_ZU LESENDER AUSZUG:_
□ □ □ □ □

Haha, Ich will die Wildcard Klasse haben, sie iss ja quasi so die eierlegende Wollmilchsau schlechthin unter den Utility Klasen.

Also sagen wir mal so, du bist herzlich eingeladen, dich an der Fassade und sonstigem Zeugs zu beteiligen um eine schöne und Java basierte, erweiterbare OpenSource Lösung zur Datenvisualisierung zu erstellen. Momentan werkel ich nämlich so ein bisschen allein auf weiter Flur an entsprechenden Erweiterungen für den zwar tollen, aber atm gänzlich undokumentierten J3DWorkbench (Eclectic3D | home of J3DWorkbench). Zur Belohnung gäbe es Luft und Liebe und wütende Einträge der hoffentlich schnell wachsenden internationalen Userschar im Supportforum, wenn wieder was nicht funktioniert.

□ □ □ □ □

_GESTELLTE AUFGABE A:_
Gibst du die Stelle aus dem Forumsbeitrag von „Haha, Ich will“ bis „was nicht funktioniert.“ unverändert wieder?
Der Forumsbeitrag und die Auflistung stammen aus unterschiedlichen Quellen.

□ □ □ □ □

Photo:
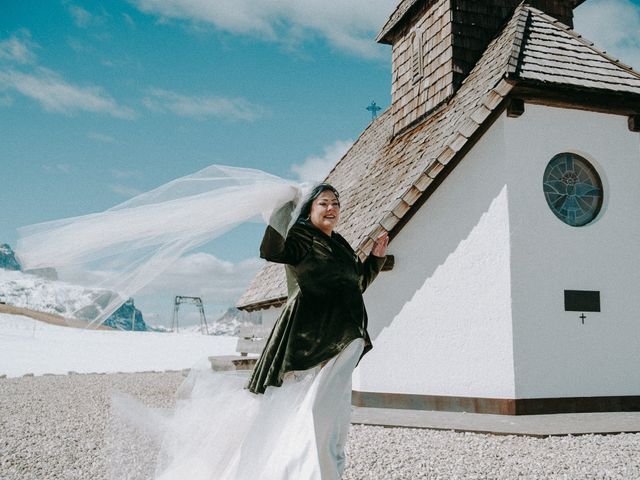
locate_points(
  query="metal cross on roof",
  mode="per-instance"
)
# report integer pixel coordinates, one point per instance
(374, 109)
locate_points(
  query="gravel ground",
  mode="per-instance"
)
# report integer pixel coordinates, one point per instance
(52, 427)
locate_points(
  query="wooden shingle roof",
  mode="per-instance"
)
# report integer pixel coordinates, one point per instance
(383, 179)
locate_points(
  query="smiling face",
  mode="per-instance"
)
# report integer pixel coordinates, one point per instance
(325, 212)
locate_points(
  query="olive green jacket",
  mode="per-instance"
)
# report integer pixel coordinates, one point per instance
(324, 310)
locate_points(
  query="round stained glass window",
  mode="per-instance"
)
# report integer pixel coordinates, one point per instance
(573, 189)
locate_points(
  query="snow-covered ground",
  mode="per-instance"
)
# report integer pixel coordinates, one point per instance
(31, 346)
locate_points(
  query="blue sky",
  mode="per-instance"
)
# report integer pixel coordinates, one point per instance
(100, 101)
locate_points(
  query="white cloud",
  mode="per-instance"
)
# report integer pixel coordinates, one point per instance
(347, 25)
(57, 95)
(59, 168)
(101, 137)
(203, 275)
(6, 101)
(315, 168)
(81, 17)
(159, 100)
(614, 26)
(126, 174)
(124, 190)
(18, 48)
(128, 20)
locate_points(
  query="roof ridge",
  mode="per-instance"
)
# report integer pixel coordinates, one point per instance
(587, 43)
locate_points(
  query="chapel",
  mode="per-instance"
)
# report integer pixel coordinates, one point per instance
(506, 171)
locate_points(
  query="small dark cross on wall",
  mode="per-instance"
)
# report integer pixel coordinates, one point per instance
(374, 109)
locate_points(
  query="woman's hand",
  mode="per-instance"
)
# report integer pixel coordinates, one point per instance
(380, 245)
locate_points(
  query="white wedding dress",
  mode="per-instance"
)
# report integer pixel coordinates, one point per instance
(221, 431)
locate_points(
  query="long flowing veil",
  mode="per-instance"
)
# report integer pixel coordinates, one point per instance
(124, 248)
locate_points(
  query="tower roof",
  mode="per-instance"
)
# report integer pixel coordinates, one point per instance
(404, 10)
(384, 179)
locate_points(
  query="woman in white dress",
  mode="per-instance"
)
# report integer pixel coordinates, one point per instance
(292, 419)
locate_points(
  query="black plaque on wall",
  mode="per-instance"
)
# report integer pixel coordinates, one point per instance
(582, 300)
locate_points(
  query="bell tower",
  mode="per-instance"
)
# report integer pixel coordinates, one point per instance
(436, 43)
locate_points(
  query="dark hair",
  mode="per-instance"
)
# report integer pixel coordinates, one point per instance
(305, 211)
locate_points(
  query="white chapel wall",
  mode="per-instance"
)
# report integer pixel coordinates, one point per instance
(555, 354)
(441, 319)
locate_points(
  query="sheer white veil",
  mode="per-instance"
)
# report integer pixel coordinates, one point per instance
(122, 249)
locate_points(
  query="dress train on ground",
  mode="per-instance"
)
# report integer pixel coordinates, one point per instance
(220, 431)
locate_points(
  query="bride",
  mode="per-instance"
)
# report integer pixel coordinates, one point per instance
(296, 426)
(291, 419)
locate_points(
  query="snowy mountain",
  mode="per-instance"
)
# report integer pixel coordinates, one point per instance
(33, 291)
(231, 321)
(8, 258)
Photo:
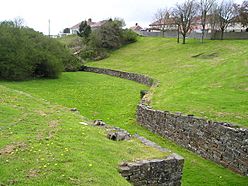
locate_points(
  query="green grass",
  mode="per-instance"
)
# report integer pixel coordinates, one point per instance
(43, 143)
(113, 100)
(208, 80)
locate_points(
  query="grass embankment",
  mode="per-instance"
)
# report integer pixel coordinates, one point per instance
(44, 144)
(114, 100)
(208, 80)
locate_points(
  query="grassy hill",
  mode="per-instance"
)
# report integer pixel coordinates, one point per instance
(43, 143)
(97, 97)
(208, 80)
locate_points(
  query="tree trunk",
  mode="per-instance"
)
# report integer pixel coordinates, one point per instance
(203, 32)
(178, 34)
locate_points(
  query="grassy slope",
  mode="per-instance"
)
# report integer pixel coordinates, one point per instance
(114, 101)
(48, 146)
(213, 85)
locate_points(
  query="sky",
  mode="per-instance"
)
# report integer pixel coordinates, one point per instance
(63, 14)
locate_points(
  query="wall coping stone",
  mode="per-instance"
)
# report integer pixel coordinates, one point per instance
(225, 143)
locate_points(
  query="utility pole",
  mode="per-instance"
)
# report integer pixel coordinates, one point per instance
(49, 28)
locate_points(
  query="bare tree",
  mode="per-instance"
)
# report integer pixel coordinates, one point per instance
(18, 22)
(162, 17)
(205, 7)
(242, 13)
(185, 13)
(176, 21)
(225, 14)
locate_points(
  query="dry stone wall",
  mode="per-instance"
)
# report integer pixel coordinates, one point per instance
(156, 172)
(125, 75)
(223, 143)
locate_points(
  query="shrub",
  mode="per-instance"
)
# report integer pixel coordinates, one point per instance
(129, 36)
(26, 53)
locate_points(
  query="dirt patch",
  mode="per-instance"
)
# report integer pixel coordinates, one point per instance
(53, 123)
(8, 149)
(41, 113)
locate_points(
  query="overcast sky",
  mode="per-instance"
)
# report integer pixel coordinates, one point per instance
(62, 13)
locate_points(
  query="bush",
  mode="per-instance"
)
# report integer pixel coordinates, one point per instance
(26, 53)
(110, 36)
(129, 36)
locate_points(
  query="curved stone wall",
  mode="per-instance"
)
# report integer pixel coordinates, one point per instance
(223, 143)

□ □ □ □ □

_GESTELLTE AUFGABE B:_
Welche Zeilen der Auflistung enthalten die Zeichenfolge „woman“? Trag sie alle unverändert zusammen.

_AUSGABE A:_
Haha, Ich will die Wildcard Klasse haben, sie iss ja quasi so die eierlegende Wollmilchsau schlechthin unter den Utility Klasen.

Also sagen wir mal so, du bist herzlich eingeladen, dich an der Fassade und sonstigem Zeugs zu beteiligen um eine schöne und Java basierte, erweiterbare OpenSource Lösung zur Datenvisualisierung zu erstellen. Momentan werkel ich nämlich so ein bisschen allein auf weiter Flur an entsprechenden Erweiterungen für den zwar tollen, aber atm gänzlich undokumentierten J3DWorkbench (Eclectic3D | home of J3DWorkbench). Zur Belohnung gäbe es Luft und Liebe und wütende Einträge der hoffentlich schnell wachsenden internationalen Userschar im Supportforum, wenn wieder was nicht funktioniert.

_AUSGABE B:_
  query="woman's hand",
  query="woman in white dress",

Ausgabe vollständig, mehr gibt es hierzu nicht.